Stated goal:
Render every line of the listing below as a JSON list of strings, one string per line and no entries for blank lines. Leave the pictures out.

Rows from a pointing dataset
-- START --

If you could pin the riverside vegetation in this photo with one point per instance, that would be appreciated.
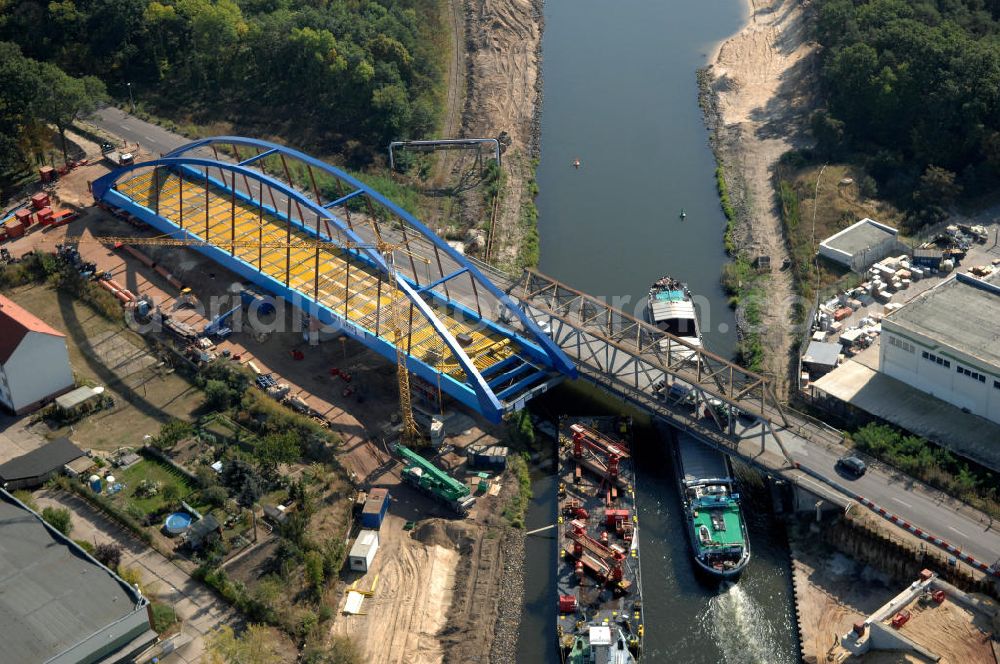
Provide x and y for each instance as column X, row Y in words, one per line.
column 913, row 94
column 379, row 64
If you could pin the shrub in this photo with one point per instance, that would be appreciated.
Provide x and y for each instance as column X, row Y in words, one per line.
column 172, row 433
column 164, row 617
column 218, row 395
column 109, row 555
column 518, row 503
column 26, row 498
column 216, row 496
column 59, row 518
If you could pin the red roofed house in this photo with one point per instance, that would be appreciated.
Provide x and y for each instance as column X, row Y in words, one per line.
column 34, row 362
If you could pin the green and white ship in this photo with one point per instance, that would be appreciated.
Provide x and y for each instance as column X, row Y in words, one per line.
column 713, row 514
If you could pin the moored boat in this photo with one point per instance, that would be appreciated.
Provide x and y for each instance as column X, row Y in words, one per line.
column 671, row 309
column 598, row 583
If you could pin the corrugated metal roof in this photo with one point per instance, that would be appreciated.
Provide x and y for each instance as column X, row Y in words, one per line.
column 76, row 397
column 51, row 594
column 45, row 459
column 822, row 353
column 15, row 323
column 367, row 539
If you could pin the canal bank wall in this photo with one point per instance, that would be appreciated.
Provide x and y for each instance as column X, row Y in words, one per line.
column 845, row 568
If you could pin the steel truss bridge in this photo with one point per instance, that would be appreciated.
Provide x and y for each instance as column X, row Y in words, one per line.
column 307, row 232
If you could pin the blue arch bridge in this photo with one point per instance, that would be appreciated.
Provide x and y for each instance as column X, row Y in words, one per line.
column 308, row 232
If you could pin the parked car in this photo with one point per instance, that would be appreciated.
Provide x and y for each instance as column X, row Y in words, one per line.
column 851, row 465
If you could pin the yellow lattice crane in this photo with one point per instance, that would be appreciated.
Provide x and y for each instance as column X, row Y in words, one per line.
column 398, row 317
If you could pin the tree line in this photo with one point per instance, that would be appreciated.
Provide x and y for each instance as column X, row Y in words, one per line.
column 914, row 87
column 348, row 74
column 34, row 95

-- END --

The reply:
[
  "If you could pin the riverside vegetation in this photo with one point per instance, that would be appreciated.",
  "Provide x and y for each instance as column X, row Y in words, one per line.",
  "column 913, row 94",
  "column 379, row 64",
  "If you could pin the shrub in this photo with one point per instance, that would be appreciated.",
  "Provide x and y for each instance as column X, row Y in words, one per line.",
  "column 172, row 433",
  "column 164, row 617",
  "column 218, row 395",
  "column 109, row 555",
  "column 518, row 503",
  "column 26, row 498",
  "column 216, row 496",
  "column 59, row 518",
  "If you could pin the red roofed house in this photo with one point per instance, that would be appreciated.",
  "Provide x and y for each instance as column X, row Y in words, one per line.",
  "column 34, row 362",
  "If you could pin the green and white ship in this photo with one point per instance, that would be appreciated.",
  "Provide x and y for each instance as column X, row Y in words, one per line.",
  "column 713, row 514",
  "If you could pin the moored boat in this photo with one point per instance, that would be appreciated.",
  "Provide x and y for each instance as column X, row Y in words, one per line.",
  "column 671, row 309",
  "column 598, row 583",
  "If you could pin the corrugated metal roof in this photo with one point per instance, that would be appreciated.",
  "Provide x and y for each instance as column X, row Y in words, one per line.",
  "column 76, row 397",
  "column 51, row 594",
  "column 45, row 459",
  "column 822, row 353",
  "column 15, row 323",
  "column 367, row 539",
  "If you could pin the canal bank wall in this photo with one point per instance, that would be appreciated.",
  "Provide x and y for each instance as column X, row Y in words, one per line.",
  "column 845, row 568",
  "If you could pin the steel truss bridge in this photo with one point per instance, that would be appreciated.",
  "Provide x and y for each instance as column X, row Y in words, one per line.",
  "column 307, row 232",
  "If you could pin the blue arch bridge in this photo with one point per instance, that would be appreciated.",
  "Provide x and y for each instance as column X, row Y in words, one per line.",
  "column 308, row 232",
  "If you could pin the parked car in this photo with one point per instance, that would be appreciated.",
  "Provide x and y for each instance as column X, row Y in words, one per line.",
  "column 851, row 465",
  "If you could pin the yellow lattice crane in this photo with one point per instance, that would be appreciated.",
  "Provide x and y for each instance as column X, row Y in words, one per line.",
  "column 398, row 317",
  "If you could pin the tree line in this photo with one point per instance, that would be appreciated.",
  "Provide x and y for each instance as column X, row Y in words, one per line.",
  "column 914, row 87",
  "column 348, row 74",
  "column 34, row 95"
]